◆ Brano da leggere ◆
E infatti fu proprio quello l’anno in cui gli Statuto decisero di dire addio – almeno dal vivo – a fiati e tastiere – rivisitando così tutti i pezzi sia vecchi che nuovi – e di ridurre quindi il line up a soli quattro membri: rimasero così solo Giammarinaro alla voce, Deidda alla batteria, Piovesani al basso e Giambelli alla chitarra.
I cambiamenti, però, non erano finiti. L’anno dopo, infatti, complice il progetto parallelo Piper Club, che vedeva Oskar, Naska, Rudy Ruzza ed Alex Loggia reinterpretare alcuni successi degli anni ’60, la band decise di allargarsi nuovamente e di fare spazio ai suoi colleghi: da quattro, così, i componenti passarono a otto e da allora – parliamo di circa dodici anni fa – quasi nulla è cambiato più.

◆ Consegna ◆
Come prosegueresti il brano sulla formazione degli Statuto? Scrivine il seguito, partendo subito dopo l'ultima frase.

◆ Dati dell'esercizio ◆
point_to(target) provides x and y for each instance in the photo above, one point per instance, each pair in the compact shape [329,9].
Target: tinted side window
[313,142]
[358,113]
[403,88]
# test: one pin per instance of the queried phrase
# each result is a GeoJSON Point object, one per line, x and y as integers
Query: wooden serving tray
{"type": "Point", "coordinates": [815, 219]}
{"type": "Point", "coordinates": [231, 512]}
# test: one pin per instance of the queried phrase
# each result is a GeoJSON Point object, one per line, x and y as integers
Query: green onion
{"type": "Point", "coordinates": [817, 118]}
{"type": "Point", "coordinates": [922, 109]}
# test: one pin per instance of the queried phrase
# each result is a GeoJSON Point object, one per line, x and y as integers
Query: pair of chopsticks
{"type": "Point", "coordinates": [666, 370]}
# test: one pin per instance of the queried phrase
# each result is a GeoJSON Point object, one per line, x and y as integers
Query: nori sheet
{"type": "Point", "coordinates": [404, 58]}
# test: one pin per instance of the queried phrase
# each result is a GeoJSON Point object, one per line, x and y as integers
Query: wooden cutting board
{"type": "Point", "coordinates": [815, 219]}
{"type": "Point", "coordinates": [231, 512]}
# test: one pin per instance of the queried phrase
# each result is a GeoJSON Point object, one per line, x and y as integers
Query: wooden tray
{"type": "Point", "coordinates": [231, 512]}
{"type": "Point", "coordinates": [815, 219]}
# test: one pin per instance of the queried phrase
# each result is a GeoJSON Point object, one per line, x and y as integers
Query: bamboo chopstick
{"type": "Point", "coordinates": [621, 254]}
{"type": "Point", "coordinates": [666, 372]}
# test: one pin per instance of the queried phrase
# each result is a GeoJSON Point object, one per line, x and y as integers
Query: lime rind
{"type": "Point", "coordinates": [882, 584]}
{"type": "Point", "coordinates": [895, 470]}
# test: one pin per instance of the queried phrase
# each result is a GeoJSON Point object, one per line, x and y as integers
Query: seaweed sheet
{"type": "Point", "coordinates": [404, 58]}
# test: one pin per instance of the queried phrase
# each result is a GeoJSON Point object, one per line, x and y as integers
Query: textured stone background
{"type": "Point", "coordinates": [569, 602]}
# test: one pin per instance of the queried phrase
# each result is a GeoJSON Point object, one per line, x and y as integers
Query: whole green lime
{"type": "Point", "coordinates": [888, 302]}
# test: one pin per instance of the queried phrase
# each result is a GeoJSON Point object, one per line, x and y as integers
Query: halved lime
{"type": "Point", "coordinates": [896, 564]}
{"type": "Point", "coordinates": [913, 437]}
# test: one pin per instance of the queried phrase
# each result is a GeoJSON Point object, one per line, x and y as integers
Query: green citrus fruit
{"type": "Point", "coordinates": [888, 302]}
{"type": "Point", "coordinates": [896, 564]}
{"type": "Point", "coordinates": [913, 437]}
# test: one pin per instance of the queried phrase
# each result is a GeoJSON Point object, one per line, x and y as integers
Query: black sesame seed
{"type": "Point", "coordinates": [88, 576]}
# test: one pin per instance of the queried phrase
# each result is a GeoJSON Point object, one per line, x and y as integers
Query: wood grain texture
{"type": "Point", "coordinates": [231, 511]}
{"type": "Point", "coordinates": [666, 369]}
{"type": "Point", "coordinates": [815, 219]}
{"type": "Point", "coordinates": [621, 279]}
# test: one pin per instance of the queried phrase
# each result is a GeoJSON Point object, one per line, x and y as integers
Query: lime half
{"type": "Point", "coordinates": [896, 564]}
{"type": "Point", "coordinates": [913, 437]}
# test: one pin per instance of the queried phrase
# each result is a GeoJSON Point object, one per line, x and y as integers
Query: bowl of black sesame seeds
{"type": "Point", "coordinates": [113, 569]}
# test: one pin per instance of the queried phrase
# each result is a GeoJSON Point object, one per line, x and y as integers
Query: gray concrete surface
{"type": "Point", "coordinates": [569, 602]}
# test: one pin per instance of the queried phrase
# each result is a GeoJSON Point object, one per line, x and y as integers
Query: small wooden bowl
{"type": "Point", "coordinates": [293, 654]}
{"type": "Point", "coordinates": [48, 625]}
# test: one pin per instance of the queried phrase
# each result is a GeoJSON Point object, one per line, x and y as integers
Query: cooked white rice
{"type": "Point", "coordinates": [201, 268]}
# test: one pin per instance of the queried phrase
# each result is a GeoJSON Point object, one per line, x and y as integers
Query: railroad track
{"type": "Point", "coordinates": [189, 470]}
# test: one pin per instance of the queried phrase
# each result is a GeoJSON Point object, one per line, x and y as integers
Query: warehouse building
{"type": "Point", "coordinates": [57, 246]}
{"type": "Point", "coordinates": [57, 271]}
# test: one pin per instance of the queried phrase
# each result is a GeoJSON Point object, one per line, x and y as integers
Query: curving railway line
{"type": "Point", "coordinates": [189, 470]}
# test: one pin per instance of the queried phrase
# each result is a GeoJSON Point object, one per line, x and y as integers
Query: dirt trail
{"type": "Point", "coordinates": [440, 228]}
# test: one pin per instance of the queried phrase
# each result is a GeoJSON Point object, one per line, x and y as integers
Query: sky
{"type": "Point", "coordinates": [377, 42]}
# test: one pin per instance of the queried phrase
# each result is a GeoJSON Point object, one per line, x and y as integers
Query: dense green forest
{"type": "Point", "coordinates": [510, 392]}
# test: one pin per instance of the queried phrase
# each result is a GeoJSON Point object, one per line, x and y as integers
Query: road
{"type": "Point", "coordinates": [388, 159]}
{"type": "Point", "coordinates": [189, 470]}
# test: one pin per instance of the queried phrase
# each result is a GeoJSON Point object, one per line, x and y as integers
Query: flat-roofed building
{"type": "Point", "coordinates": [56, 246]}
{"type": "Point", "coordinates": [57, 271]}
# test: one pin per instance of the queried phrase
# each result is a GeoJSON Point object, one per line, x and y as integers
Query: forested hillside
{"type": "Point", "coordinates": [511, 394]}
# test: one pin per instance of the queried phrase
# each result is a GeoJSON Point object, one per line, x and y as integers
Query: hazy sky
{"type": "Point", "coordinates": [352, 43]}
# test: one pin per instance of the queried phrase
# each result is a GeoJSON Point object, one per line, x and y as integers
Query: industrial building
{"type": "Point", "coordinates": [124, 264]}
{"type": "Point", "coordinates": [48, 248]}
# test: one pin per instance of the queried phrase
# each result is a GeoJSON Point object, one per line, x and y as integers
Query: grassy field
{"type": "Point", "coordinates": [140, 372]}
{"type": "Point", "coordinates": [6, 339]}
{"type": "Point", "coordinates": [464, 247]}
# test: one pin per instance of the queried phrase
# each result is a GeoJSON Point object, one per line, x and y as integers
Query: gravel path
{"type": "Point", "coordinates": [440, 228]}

◆ Risposta finale ◆
Da quel momento, se volessimo riassumere brevemente quello che è successo nella carriera degli Statuto, dovremmo parlare del tredicesimo album degli Statuto, Un giorno di festa, pubblicato il 30 aprile del 2013, del tour Sempre in trasferta organizzato tra il 2014 e il 2015 in giro per l’Italia, ma anche per la Svizzera e la Germania, dell’inedito Ci pensa Fonzie (etichetta 2toni) – presentato con scarso successo alle selezioni per il festival di Sanremo l’anno precedente – del primo maggio a Roma lo stesso anno, di Amore di classe, il primo e unico concept album che ruota intorno a una storia d’amore travagliata e di Zighidà, pubblicato nel 2017.
Arriviamo al 2023. Sono circa sei anni che la band non pubblica nuovi lavori, ma questo non significa affatto che sia stata inattiva, anzi. In questi anni, però, Rudy Ruzza si è ammalato, ha tentato con tutte le sue forze di sconfiggere la malattia e, sia chiaro, non ha perso assolutamente: ha solo dovuto mollare la presa e lasciar andare la vita, divenuta ormai segnata dal dolore.
Ma c’è una parte della sua carriera troppo poco discussa: il suo lavoro senza gli Statuto, altrettanto importante.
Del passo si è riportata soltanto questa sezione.